**TASK DIRECTIONS**
Rewrite all the records below, changing every "photograph" to "image" and leaving everything else as it is. Leave the pictures out of your answer.

**SUPPLIED MATERIAL**
== == ==

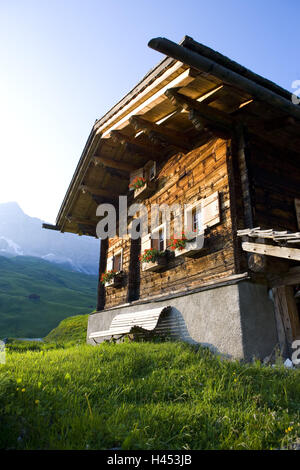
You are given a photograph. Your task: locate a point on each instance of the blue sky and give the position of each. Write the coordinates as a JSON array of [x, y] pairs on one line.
[[64, 63]]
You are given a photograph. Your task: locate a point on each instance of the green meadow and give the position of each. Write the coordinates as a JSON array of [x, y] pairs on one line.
[[64, 394], [36, 295]]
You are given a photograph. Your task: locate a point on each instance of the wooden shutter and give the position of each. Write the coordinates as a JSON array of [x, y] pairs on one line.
[[211, 210], [297, 206], [117, 255], [136, 174], [109, 263], [150, 170], [146, 243]]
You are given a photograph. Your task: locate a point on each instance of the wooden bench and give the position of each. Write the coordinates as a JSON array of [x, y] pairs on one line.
[[124, 323]]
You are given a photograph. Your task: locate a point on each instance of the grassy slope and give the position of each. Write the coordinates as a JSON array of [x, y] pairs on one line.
[[62, 293], [143, 396]]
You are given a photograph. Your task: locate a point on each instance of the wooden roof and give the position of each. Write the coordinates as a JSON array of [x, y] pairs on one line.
[[172, 109]]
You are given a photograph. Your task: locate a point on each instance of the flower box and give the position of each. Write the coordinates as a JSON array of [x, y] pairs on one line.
[[144, 191], [153, 260], [116, 281], [157, 265], [191, 248]]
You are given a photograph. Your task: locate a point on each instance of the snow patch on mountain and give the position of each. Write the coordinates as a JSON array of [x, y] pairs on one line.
[[9, 246]]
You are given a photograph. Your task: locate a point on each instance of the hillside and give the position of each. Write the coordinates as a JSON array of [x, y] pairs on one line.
[[36, 295], [144, 396], [23, 235]]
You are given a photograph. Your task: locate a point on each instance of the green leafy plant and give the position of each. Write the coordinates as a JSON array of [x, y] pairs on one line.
[[108, 276], [151, 255], [178, 243]]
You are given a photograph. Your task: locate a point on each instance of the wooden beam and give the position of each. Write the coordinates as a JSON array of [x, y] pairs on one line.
[[130, 145], [51, 227], [98, 192], [102, 269], [110, 163], [210, 115], [279, 123], [270, 250], [86, 230], [292, 277], [164, 135], [82, 220], [139, 105]]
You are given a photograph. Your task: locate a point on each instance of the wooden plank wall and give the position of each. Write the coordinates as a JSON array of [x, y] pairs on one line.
[[275, 183], [183, 179]]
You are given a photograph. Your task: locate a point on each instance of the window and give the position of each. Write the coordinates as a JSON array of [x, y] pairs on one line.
[[193, 220], [297, 206], [196, 220], [158, 238], [117, 263]]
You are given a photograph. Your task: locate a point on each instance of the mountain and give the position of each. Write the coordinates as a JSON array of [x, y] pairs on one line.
[[22, 235], [35, 295]]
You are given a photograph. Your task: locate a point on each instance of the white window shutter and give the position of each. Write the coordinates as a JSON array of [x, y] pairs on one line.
[[211, 210], [146, 243], [109, 263], [297, 206]]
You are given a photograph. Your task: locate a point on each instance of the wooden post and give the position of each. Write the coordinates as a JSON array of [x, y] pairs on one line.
[[134, 271], [102, 268]]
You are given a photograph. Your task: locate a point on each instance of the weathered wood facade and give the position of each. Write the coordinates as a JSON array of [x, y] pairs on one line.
[[222, 138]]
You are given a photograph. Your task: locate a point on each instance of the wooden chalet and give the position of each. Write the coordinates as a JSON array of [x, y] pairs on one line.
[[201, 130]]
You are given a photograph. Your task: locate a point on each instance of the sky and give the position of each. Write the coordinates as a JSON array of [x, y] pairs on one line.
[[65, 63]]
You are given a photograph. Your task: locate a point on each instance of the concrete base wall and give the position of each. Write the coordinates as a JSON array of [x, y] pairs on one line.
[[236, 320]]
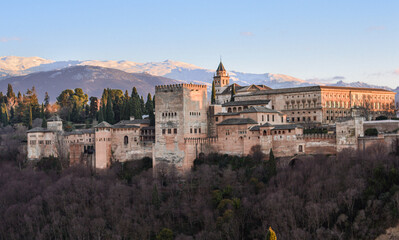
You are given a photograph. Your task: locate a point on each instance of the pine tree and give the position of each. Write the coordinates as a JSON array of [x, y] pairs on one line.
[[271, 235], [213, 96]]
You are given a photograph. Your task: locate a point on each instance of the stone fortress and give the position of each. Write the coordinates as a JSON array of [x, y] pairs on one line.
[[186, 124]]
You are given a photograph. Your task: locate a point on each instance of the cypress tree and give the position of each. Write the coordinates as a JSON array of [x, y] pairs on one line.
[[12, 113], [44, 122], [142, 105], [213, 96], [93, 107], [233, 92], [42, 111], [100, 116], [4, 114], [46, 100], [155, 197], [10, 92], [150, 109]]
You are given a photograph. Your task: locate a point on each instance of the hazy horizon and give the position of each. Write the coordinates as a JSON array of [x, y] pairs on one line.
[[310, 40]]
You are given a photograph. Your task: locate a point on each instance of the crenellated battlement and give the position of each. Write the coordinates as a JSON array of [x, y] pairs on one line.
[[179, 86], [316, 136]]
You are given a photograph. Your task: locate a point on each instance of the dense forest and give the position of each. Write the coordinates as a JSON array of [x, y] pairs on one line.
[[74, 107], [354, 195]]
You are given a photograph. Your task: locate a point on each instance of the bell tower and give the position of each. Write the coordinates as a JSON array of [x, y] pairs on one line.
[[221, 79]]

== == ==

**OUTPUT BELOW**
You are given a image. Your task: locate a point on each instance of the blue sky and give the position of each. Write the coordinates as a JSON array of [x, y] pairs on one line.
[[64, 63]]
You are given a image. Your task: locate a point on each instance of the green meadow and give the position of each. Write the coordinates as a JSON array of [x, y] pairs on one line.
[[64, 394], [36, 295]]
You are given a image. Your task: locate a point on each instance of the wooden shutter and give the position of each. Write the coordinates as a JSON array of [x, y] pairs on one line.
[[211, 210], [297, 206], [117, 255], [136, 174], [109, 263], [150, 170], [146, 243]]
You are given a image. Your task: locate a point on each instance of the wooden bench and give the position of each. Write the coordinates as a JSON array of [x, y] pairs on one line.
[[124, 323]]
You are given a image. Your task: locate a point on each instance of the grassy slope and give the position of each. Write the coordinates as a JSON array of [x, y] pairs on one line.
[[62, 293], [143, 396]]
You are given a image. Your task: locate a point on each instance of the wooden roof and give the position of each. Write the coordinates as a JSON array of [x, y] pairs on one line.
[[172, 109]]
You are given a image. Your task: locate a point on each instance of the flower box and give the position of each. Write the coordinates as a JSON array of [x, y] pairs on one line.
[[144, 191], [153, 260], [116, 281], [157, 265], [191, 248]]
You are given a image. Your task: locate a point on each instance of the snow patch on mountain and give the position of each. Write the coordinates as a JSON array of [x, y] pairs on one line.
[[9, 246]]
You are given a image. Your task: locate a point on each instance of the hillside and give the position of each. Write the coordinates as a JSON array of [x, y] pairs on one line.
[[36, 295], [144, 396], [23, 235]]
You are given a image. Your task: locate a point on each instance of the green leafy plant and give the position of each. Write the coordinates as a JSON array of [x, y] pairs on one line.
[[108, 276], [151, 255], [178, 243]]
You are given a image. Your task: locate a point on each instance of the wooden beam and give the position of each. Write the coordinates as a JSON array of [x, y] pairs on one line.
[[130, 145], [51, 227], [98, 192], [102, 269], [110, 163], [210, 115], [279, 123], [270, 250], [86, 230], [292, 277], [164, 135], [82, 220], [139, 105]]
You are given a image. Your task: locate a point on each instance of the wooden plank wall and give the position of each. Write the coordinates as a JSON array of [x, y] pairs on one line.
[[275, 183], [183, 179]]
You are given a image. Your task: locate a point on each instance of the window and give the position of each. Write the coordinates as a JSON array of [x, y] pairs on one line.
[[193, 220], [297, 206], [196, 220], [158, 238], [117, 263]]
You are given a image. Your task: locate a point on each instance of the mountain and give the position of each. Write the coordinates as a JSON array of [x, y] pairs on one line.
[[22, 235], [35, 295]]
You are given a image. Your task: locate a point on each instance of the white window shutter and give the position of each. Write the coordinates as a JSON array of [x, y] pairs on one line.
[[211, 210], [146, 243], [109, 263], [297, 206]]
You are given a image. Your task: locate a point on each instance of the wooden post and give the position of each. Write the coordinates as a JSON array of [x, y] pairs on one line.
[[134, 271], [102, 268]]
You are given a image. Your task: locate a point on each instance of the weathered wood facade and give the position of each. Write the coordinates as a JSON array of [x, y] pairs on one line.
[[222, 138]]
You are given a image. Your task: locate a point on each instance of the wooden chalet and give the position of each. Write the coordinates as a JSON array of [x, y] pairs on one line.
[[201, 130]]
You are given a image. Your task: locate a point on each instance of the sky and give the position of each. Write the coordinates as a JSON array of [x, y] pairs on one line.
[[65, 63]]
You are given a image. Your task: locate a point on each instance of the concrete base wall and give the position of each. Write the coordinates as a JSON array of [x, y] pairs on one line.
[[236, 320]]
You are given a image. Your task: locate a point on each instance of the pine tree and give the position of each. Write the coordinates as a JSON array of [x, y] pairs on one line.
[[271, 235], [213, 96]]
You are given a image. Your task: locate a point on each instance of the stone fortress and give the position of each. Write the coordinates as a JSON array of [x, y] pairs on one line.
[[186, 124]]
You are given a image. Your task: locate a point on each instance of the cypress tree and give the position of each. Write the coordinates as a JSON array of [x, y] pairs on one line.
[[12, 113], [44, 122], [142, 105], [213, 96], [93, 107], [233, 92], [42, 111], [100, 116], [4, 114], [46, 100], [155, 197], [10, 92], [150, 109]]
You are given a image. Your task: locate a point on each instance of the hazy horizon and give the position of each. Write the coordinates as a JSON array of [x, y] pairs on one line.
[[310, 40]]
You are given a image. Your task: locate a point on each instance of the crenellated battlement and give the position of each. Write the coordinates as a JSON array of [x, y] pairs on one line.
[[179, 86], [316, 136]]
You are given a image. Your task: locate a point on each instance of the dense forest and give the position of each. Write the coordinates as a JSON array of [x, y] pairs on one line.
[[74, 107], [354, 195]]
You are given a image. Your task: locate a point on each instance of the bell tower and give the position of each. Write the coordinates as a JSON array of [x, y] pairs on one line.
[[221, 79]]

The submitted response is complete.